▶ [Objective]
Swap every occurrence of "one point per instance" for "a single point for each instance" and reproduce all the data below, changing nothing else. Leave out the pictures.

▶ [Supplied entries]
+ + + +
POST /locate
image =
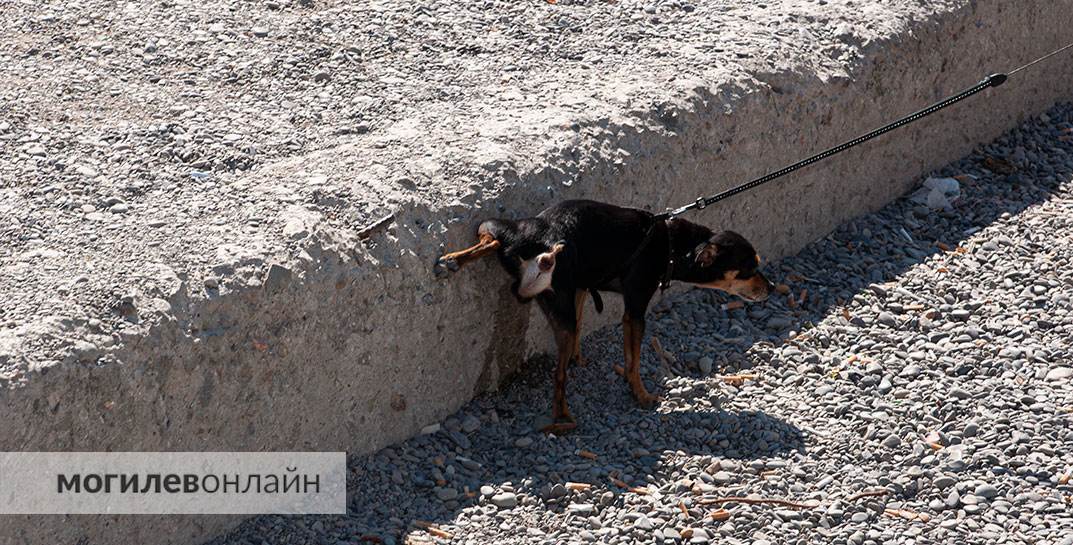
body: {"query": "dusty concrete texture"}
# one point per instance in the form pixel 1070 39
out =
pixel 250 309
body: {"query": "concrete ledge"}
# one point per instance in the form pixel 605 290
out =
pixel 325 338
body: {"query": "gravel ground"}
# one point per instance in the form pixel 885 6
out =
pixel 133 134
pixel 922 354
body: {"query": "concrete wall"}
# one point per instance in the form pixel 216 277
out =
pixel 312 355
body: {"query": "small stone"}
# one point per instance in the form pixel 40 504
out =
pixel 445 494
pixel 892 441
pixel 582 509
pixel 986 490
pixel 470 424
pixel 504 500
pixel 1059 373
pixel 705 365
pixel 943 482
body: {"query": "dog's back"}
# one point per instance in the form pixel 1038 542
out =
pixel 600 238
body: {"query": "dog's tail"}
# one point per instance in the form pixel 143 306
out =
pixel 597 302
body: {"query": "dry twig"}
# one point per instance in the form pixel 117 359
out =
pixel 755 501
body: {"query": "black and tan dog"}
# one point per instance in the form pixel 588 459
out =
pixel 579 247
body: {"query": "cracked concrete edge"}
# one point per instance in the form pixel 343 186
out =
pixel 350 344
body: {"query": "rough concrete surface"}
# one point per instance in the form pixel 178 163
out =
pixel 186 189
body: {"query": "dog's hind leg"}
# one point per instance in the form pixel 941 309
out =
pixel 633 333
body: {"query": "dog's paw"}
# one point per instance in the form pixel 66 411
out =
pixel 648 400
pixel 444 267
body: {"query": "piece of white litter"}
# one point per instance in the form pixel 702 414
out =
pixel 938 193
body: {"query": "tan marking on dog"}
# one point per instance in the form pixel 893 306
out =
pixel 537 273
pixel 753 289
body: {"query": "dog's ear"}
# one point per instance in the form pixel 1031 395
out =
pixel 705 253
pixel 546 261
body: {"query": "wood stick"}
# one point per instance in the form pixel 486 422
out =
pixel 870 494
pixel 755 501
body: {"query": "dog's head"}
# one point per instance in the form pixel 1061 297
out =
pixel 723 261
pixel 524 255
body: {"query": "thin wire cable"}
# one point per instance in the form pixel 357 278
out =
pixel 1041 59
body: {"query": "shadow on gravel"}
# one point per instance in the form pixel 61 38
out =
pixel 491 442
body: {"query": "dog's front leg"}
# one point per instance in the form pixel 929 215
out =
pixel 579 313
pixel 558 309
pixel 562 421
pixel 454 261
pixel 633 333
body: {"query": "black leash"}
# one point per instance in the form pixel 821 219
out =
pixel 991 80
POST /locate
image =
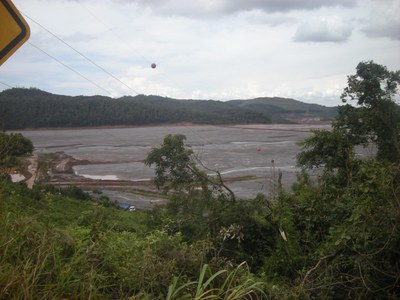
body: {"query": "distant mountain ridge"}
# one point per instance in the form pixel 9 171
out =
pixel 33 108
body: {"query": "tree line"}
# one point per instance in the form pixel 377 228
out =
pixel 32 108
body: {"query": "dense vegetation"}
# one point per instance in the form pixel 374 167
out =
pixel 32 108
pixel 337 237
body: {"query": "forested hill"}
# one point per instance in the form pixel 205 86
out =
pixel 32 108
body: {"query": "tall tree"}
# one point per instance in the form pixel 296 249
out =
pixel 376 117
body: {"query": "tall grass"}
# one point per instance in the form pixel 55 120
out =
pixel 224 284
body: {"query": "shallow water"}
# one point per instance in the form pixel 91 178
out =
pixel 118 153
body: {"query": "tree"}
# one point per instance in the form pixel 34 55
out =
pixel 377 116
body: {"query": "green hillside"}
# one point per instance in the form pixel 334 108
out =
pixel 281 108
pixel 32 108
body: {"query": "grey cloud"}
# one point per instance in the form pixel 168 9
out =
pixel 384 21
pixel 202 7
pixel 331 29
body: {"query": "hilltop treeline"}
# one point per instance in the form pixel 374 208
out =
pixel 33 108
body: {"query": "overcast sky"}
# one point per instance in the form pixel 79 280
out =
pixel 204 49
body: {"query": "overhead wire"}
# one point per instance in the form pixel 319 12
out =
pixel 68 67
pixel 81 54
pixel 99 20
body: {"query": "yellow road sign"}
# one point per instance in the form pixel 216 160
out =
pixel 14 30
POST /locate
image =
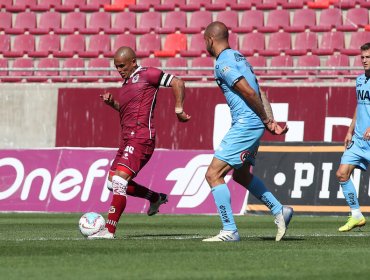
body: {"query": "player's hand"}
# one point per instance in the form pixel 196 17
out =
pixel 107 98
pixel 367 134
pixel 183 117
+ + + +
▶ [Reply to the exercise]
POST /locate
image =
body: {"query": "dusty concrete texture"}
# a single point for each instance in the form pixel 1070 39
out =
pixel 250 309
body: {"query": "concrete ledge"}
# a single point for each instance in the form pixel 605 290
out =
pixel 325 338
body: {"query": "gravel ground"}
# a single point for each instance in the form pixel 885 6
out =
pixel 133 134
pixel 922 354
body: {"query": "concrete wall"}
# a single point for each instance in the form pixel 216 277
out =
pixel 312 355
body: {"query": "small stone"}
# a single point for each instance in the form pixel 40 504
out =
pixel 445 494
pixel 892 441
pixel 582 509
pixel 986 490
pixel 470 424
pixel 504 500
pixel 1059 373
pixel 705 365
pixel 943 482
body: {"query": "dog's back"}
# a single point for each instance in the form pixel 1038 542
out =
pixel 600 238
body: {"query": "dog's tail"}
# a single point for each instance in the form pixel 143 306
out =
pixel 597 302
body: {"query": "dry twig"}
# a single point for each instance in the form pixel 117 359
out =
pixel 755 501
body: {"query": "black and tan dog"}
# a single point for each instance in the form pixel 588 459
out =
pixel 579 247
body: {"query": "cracked concrete edge"}
# a single point for each instance in the form pixel 343 186
out =
pixel 350 344
body: {"query": "rough concrete surface"}
# a single point for each instance in the form pixel 178 163
out =
pixel 186 189
body: {"query": "dog's hind leg"}
# a single point for each instance in the form pixel 941 309
out =
pixel 633 333
body: {"query": "dog's paw"}
# a single point for each instance in the form pixel 66 411
out =
pixel 648 400
pixel 444 267
body: {"query": "piece of white litter"}
# a single point for each instance in the form pixel 702 414
out =
pixel 938 193
body: {"query": "tan marking on dog"}
# a single point for each instance in the form pixel 893 306
out =
pixel 537 273
pixel 753 289
body: {"query": "dog's ear"}
# a single point for each instance in the form pixel 1031 395
out =
pixel 705 253
pixel 546 261
body: {"query": "wood stick"}
# a single point for each instance in the form pixel 486 422
out =
pixel 870 494
pixel 755 501
body: {"query": "dog's head"}
# a single point for each instance in the form pixel 1061 297
out =
pixel 723 261
pixel 524 255
body: {"query": "thin wire cable"}
# a single point for each instance in the form pixel 357 278
out =
pixel 1041 59
body: {"query": "shadow on gravel"}
# a single point for each instance in the form pixel 61 38
out =
pixel 491 442
body: {"query": "dog's front leg"}
# a single point for each instance in the form pixel 929 215
out =
pixel 579 313
pixel 558 309
pixel 562 421
pixel 454 261
pixel 633 333
body: {"query": "black leash"}
# a single point for each instance in the form pixel 821 219
out =
pixel 991 80
POST /locate
image =
body: {"query": "distant mountain ridge"}
# a single point for each instance in the form pixel 9 171
out =
pixel 33 108
body: {"query": "tree line"}
# a single point for each instance in the form pixel 377 228
out =
pixel 32 108
body: {"query": "dense vegetation"}
# a single point for each instance in the form pixel 374 167
out =
pixel 32 108
pixel 337 237
body: {"query": "forested hill"}
# a single point for each instance in the form pixel 205 86
out =
pixel 32 108
body: {"query": "tall tree"}
# a single point for each instance in the form pixel 296 249
out =
pixel 376 117
body: {"query": "tall grass"}
# a single point for each instance in the form pixel 55 120
out =
pixel 224 284
body: {"query": "shallow water"}
# a single point for each instance in the form pixel 91 178
out =
pixel 118 153
body: {"query": "tree"}
# a single point for each instance in the form pixel 34 55
out =
pixel 377 116
body: {"query": "green hillside"}
# a single point for each instance in the form pixel 334 108
out =
pixel 281 108
pixel 32 108
body: {"query": "grey cloud"}
# a single point for each instance in the form pixel 168 9
out =
pixel 384 21
pixel 202 7
pixel 331 29
body: {"query": "hilltop treeline"}
# a single point for each instance in the form pixel 374 208
out =
pixel 33 108
body: {"query": "overcast sky"}
# a single point for each instance in the form pixel 79 280
out =
pixel 204 49
body: {"query": "overhead wire"}
# a single point for each instance in the form pixel 319 12
out =
pixel 68 67
pixel 81 54
pixel 99 20
body: {"query": "yellow road sign"}
# a single point for each instance in the form pixel 216 160
out =
pixel 14 30
POST /locate
image =
body: {"query": "player's hand"}
# a single point for each instance in the form pixel 196 17
out =
pixel 107 98
pixel 367 134
pixel 183 117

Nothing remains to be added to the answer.